(Dataset rows on where objects appear)
┌──

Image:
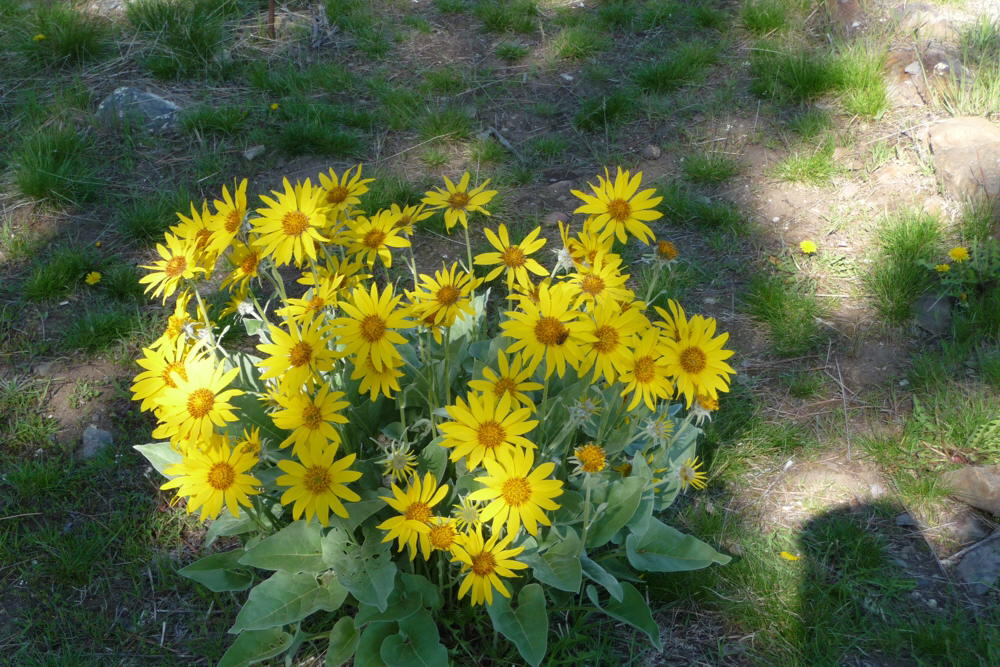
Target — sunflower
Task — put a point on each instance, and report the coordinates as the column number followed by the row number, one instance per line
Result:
column 458, row 201
column 484, row 427
column 512, row 258
column 289, row 227
column 311, row 419
column 485, row 562
column 298, row 355
column 513, row 379
column 317, row 484
column 369, row 329
column 614, row 332
column 179, row 261
column 645, row 374
column 371, row 238
column 441, row 299
column 342, row 193
column 517, row 494
column 617, row 206
column 199, row 403
column 697, row 360
column 549, row 330
column 214, row 477
column 414, row 507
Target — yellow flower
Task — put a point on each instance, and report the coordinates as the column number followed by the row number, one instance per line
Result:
column 484, row 427
column 414, row 507
column 517, row 494
column 214, row 477
column 485, row 562
column 178, row 262
column 513, row 380
column 317, row 484
column 368, row 330
column 959, row 254
column 311, row 419
column 617, row 205
column 696, row 360
column 550, row 329
column 458, row 201
column 512, row 258
column 289, row 227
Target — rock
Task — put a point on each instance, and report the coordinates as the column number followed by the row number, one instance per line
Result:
column 980, row 568
column 933, row 312
column 95, row 441
column 978, row 486
column 152, row 112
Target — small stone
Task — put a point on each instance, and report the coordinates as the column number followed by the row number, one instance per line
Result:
column 95, row 441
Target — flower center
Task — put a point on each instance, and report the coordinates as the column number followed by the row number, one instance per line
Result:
column 693, row 360
column 300, row 354
column 458, row 200
column 515, row 491
column 294, row 223
column 221, row 476
column 619, row 210
column 175, row 266
column 418, row 512
column 337, row 194
column 447, row 295
column 550, row 331
column 645, row 369
column 607, row 339
column 200, row 402
column 484, row 563
column 316, row 480
column 513, row 257
column 372, row 328
column 491, row 434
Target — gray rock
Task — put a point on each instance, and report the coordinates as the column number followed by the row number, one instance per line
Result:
column 980, row 568
column 150, row 111
column 95, row 441
column 978, row 486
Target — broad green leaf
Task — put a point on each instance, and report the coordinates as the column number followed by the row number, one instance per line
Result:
column 344, row 639
column 160, row 455
column 623, row 500
column 255, row 646
column 559, row 565
column 417, row 644
column 527, row 627
column 665, row 549
column 632, row 610
column 287, row 598
column 219, row 572
column 294, row 548
column 601, row 576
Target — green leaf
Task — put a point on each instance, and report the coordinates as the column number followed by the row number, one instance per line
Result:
column 417, row 644
column 160, row 455
column 254, row 646
column 294, row 548
column 528, row 626
column 623, row 500
column 287, row 598
column 219, row 572
column 559, row 565
column 598, row 574
column 344, row 639
column 632, row 610
column 665, row 549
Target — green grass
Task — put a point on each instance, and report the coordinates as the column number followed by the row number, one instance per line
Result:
column 896, row 277
column 790, row 310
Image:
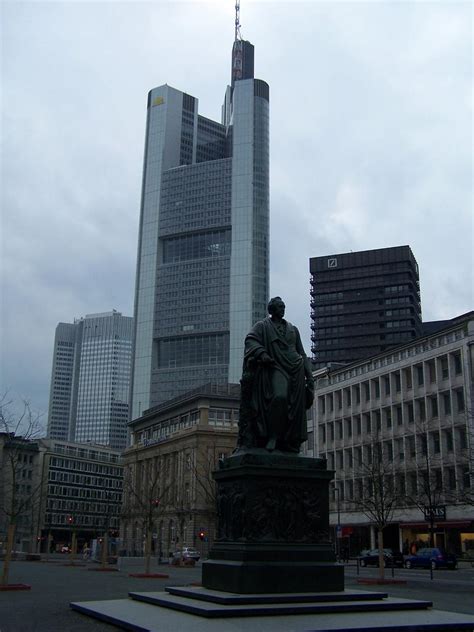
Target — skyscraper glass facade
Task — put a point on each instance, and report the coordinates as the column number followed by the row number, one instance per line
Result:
column 90, row 386
column 363, row 303
column 202, row 270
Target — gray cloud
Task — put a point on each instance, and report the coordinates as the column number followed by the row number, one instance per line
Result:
column 371, row 143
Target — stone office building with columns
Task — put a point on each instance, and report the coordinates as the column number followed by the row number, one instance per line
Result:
column 416, row 402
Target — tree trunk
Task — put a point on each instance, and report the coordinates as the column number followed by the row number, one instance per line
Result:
column 381, row 560
column 105, row 550
column 8, row 553
column 48, row 548
column 147, row 552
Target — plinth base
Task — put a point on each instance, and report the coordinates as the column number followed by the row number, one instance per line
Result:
column 273, row 515
column 271, row 577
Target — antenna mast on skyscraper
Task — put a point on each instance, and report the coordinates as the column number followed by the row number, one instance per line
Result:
column 237, row 20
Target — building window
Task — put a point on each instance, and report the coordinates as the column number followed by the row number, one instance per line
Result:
column 376, row 385
column 398, row 382
column 368, row 424
column 408, row 380
column 322, row 434
column 444, row 367
column 419, row 375
column 457, row 363
column 322, row 405
column 399, row 415
column 367, row 391
column 447, row 403
column 432, row 371
column 451, row 477
column 421, row 409
column 460, row 400
column 448, row 435
column 438, row 480
column 349, row 428
column 462, row 438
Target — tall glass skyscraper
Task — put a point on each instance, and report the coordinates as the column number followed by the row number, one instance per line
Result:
column 90, row 382
column 203, row 251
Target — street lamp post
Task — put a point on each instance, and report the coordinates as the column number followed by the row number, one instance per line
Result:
column 338, row 527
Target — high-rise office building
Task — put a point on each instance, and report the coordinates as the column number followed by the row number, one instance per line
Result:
column 363, row 303
column 202, row 266
column 90, row 380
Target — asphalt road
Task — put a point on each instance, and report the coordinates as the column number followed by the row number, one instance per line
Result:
column 45, row 608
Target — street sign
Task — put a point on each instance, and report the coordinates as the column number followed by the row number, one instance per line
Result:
column 435, row 513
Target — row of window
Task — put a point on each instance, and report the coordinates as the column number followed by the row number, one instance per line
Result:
column 408, row 487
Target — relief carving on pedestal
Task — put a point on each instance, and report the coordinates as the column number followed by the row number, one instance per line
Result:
column 271, row 513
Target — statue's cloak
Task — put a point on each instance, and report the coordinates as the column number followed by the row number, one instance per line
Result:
column 286, row 350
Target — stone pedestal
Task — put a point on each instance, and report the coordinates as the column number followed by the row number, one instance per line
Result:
column 273, row 526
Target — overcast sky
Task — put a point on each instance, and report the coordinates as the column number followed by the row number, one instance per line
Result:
column 370, row 136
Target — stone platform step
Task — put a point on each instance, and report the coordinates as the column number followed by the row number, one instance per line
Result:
column 208, row 609
column 219, row 597
column 138, row 616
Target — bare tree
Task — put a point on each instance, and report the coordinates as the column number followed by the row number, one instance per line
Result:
column 145, row 497
column 207, row 462
column 20, row 494
column 379, row 498
column 429, row 493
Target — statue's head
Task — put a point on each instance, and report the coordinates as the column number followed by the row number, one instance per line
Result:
column 276, row 306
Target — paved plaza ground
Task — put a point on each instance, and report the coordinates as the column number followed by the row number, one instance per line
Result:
column 45, row 608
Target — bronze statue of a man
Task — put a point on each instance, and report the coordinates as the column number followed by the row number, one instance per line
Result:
column 277, row 385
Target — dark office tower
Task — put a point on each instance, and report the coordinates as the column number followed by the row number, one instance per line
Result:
column 90, row 380
column 363, row 303
column 202, row 267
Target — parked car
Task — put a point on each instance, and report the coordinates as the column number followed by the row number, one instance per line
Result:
column 434, row 557
column 390, row 558
column 187, row 553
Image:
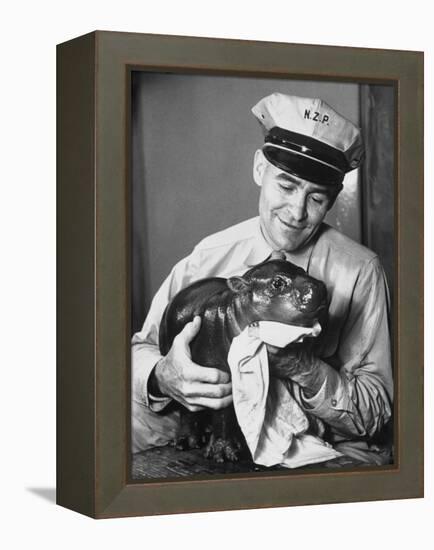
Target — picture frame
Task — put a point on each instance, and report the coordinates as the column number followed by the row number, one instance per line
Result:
column 94, row 257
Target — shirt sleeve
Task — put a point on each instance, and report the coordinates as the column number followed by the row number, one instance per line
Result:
column 355, row 398
column 145, row 351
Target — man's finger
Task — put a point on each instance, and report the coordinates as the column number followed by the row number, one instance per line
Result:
column 198, row 389
column 209, row 375
column 211, row 403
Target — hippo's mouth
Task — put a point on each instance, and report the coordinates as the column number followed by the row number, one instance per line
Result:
column 282, row 334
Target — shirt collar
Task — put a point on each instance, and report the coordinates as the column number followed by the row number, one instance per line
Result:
column 261, row 251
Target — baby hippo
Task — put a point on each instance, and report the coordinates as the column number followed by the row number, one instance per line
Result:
column 275, row 290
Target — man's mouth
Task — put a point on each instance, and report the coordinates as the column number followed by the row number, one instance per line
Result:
column 291, row 226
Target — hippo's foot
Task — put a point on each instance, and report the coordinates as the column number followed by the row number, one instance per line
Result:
column 194, row 431
column 220, row 449
column 188, row 442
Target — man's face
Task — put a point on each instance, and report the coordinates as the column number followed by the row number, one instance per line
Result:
column 291, row 209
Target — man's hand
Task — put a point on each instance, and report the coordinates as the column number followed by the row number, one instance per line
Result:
column 192, row 385
column 298, row 363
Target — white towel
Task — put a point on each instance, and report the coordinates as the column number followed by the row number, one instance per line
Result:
column 273, row 423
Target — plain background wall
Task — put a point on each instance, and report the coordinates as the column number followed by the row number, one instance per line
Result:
column 27, row 353
column 194, row 138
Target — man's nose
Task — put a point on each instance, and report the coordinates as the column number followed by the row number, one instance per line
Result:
column 297, row 207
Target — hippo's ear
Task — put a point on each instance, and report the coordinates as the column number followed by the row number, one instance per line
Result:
column 237, row 284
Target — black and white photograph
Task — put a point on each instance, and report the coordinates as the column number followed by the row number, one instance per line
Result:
column 262, row 275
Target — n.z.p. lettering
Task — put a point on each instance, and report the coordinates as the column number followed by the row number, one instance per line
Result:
column 316, row 116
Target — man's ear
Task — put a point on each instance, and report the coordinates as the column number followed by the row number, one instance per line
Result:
column 259, row 164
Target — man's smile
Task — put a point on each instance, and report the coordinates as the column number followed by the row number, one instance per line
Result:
column 290, row 226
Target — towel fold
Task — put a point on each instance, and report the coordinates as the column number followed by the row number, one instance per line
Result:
column 272, row 421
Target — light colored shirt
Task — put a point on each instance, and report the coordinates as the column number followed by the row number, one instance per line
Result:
column 355, row 399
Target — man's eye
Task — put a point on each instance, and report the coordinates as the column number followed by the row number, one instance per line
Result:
column 317, row 199
column 278, row 283
column 286, row 187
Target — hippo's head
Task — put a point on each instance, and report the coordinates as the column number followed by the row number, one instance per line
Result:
column 282, row 292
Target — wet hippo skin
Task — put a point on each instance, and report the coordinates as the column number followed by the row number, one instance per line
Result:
column 275, row 290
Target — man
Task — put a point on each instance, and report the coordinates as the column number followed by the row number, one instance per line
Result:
column 347, row 388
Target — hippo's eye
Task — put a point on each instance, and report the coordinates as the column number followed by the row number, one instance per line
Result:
column 278, row 283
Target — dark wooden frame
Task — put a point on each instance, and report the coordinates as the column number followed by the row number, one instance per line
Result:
column 93, row 273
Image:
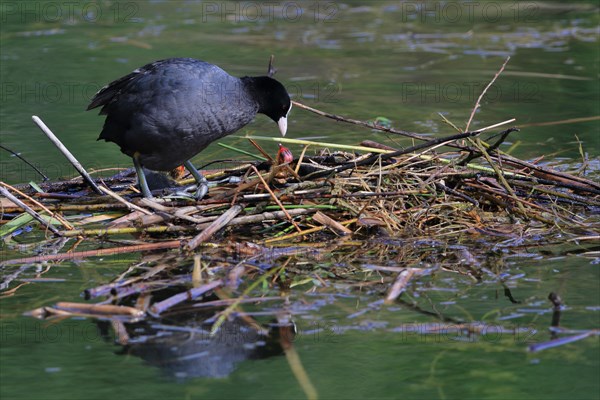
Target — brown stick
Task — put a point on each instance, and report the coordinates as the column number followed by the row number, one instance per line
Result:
column 214, row 227
column 478, row 103
column 361, row 123
column 173, row 244
column 29, row 211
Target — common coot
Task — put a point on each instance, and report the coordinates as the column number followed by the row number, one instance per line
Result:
column 166, row 112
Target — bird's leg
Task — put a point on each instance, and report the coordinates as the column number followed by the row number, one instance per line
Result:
column 202, row 182
column 141, row 177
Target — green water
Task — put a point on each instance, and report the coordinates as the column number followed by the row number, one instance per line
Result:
column 361, row 59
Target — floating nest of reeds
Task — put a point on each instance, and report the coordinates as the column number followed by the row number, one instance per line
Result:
column 424, row 201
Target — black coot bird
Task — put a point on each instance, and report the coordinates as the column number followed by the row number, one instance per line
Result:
column 166, row 112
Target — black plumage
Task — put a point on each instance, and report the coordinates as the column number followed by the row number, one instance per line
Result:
column 166, row 112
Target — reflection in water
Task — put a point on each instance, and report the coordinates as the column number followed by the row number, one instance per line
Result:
column 185, row 348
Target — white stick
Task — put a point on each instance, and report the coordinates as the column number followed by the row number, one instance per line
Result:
column 66, row 153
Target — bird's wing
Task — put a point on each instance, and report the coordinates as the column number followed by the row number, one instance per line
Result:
column 111, row 91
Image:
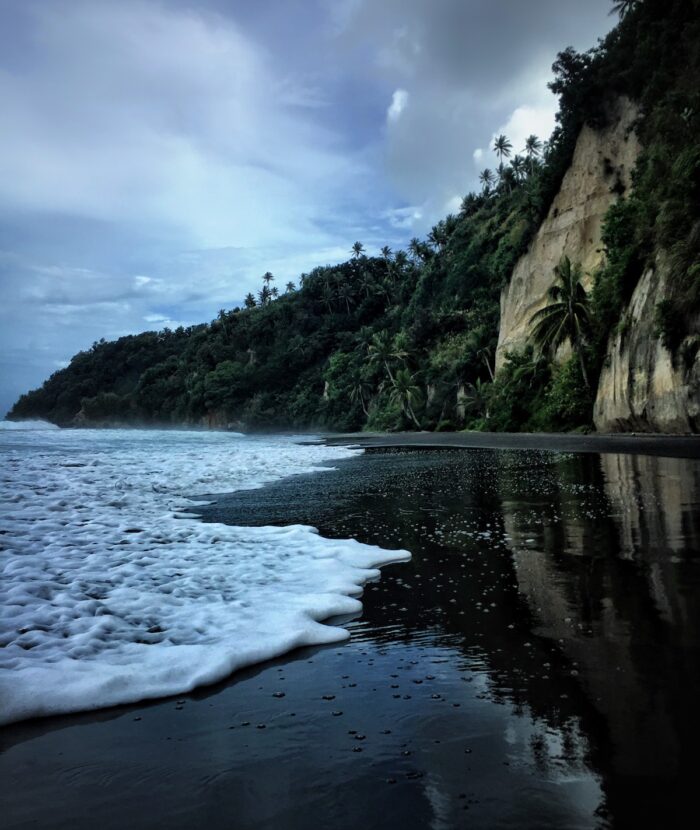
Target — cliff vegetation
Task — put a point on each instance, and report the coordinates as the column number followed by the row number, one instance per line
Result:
column 408, row 339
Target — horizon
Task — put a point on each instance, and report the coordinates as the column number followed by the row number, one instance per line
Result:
column 160, row 158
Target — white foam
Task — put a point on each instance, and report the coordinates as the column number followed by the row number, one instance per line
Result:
column 110, row 593
column 26, row 425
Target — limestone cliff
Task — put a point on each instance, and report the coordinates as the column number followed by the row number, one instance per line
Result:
column 642, row 388
column 600, row 170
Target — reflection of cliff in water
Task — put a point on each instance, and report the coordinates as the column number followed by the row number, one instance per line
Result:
column 615, row 586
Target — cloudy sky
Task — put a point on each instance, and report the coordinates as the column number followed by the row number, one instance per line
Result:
column 157, row 156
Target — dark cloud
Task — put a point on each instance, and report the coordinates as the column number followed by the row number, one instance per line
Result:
column 148, row 146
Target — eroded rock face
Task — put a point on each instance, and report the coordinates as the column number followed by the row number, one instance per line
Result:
column 642, row 388
column 600, row 171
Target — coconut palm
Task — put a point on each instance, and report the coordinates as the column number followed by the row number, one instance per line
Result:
column 533, row 146
column 567, row 315
column 345, row 295
column 486, row 178
column 502, row 147
column 414, row 248
column 475, row 398
column 406, row 392
column 518, row 167
column 381, row 350
column 623, row 7
column 400, row 260
column 264, row 295
column 437, row 236
column 360, row 389
column 327, row 297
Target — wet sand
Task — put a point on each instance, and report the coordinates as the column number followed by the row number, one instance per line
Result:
column 669, row 446
column 534, row 665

└──

#### The problem
Please return the listing word for word, from its first line through the line containing "column 179, row 261", both ends included. Leave the pictures out of your answer.

#### Task answer
Image:
Target — sunflower
Task — put a point on each instance, and report the coordinates as the column number followed by the row number, one instance per line
Result:
column 458, row 201
column 484, row 427
column 512, row 258
column 289, row 227
column 311, row 419
column 485, row 562
column 298, row 355
column 513, row 379
column 317, row 484
column 369, row 329
column 614, row 332
column 179, row 261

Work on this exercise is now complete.